(Dataset records)
════════

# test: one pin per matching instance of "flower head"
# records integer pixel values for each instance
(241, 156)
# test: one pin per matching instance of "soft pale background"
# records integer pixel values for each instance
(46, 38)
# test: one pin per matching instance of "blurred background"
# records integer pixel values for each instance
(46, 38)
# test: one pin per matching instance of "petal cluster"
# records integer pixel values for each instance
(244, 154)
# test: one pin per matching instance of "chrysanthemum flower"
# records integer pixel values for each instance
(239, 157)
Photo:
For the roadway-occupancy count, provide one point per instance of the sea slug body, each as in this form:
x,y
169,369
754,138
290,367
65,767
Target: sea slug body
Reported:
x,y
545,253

════════

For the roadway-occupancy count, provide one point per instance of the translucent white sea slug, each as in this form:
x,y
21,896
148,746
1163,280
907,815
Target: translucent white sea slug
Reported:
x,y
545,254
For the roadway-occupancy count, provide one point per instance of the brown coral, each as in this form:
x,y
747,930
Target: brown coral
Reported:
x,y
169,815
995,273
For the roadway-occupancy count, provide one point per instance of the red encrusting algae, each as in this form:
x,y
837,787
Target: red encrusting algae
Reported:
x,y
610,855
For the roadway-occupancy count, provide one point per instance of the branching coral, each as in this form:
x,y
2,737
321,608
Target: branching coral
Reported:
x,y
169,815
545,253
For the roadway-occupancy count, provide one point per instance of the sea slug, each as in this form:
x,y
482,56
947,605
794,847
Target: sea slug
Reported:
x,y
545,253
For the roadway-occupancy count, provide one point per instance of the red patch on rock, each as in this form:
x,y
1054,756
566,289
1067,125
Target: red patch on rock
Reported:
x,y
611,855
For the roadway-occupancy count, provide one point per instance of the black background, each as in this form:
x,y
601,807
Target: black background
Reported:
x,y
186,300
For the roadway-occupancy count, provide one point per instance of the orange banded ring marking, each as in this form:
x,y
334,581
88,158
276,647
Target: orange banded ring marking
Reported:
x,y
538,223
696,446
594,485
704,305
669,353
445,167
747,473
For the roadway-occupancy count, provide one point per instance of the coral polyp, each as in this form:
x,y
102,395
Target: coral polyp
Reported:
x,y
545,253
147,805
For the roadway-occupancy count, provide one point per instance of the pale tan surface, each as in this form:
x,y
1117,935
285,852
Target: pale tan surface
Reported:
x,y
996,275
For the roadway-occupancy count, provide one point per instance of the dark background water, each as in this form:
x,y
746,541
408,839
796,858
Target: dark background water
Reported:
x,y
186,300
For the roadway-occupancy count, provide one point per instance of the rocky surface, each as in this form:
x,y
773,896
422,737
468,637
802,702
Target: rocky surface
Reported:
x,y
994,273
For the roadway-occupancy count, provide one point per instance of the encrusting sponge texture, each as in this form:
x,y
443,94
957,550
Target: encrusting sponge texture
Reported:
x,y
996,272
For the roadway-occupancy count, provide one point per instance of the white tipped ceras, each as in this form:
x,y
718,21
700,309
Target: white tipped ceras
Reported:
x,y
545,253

════════

Brief
In the data above, find each line that has the word "pale" and copy it out.

Response to the exercise
# test: one pin per matching instance of "soft pale background"
For the roadway-occupancy count, provide one point per instance of the pale tan surface, each as in this form:
Target: pale tan surface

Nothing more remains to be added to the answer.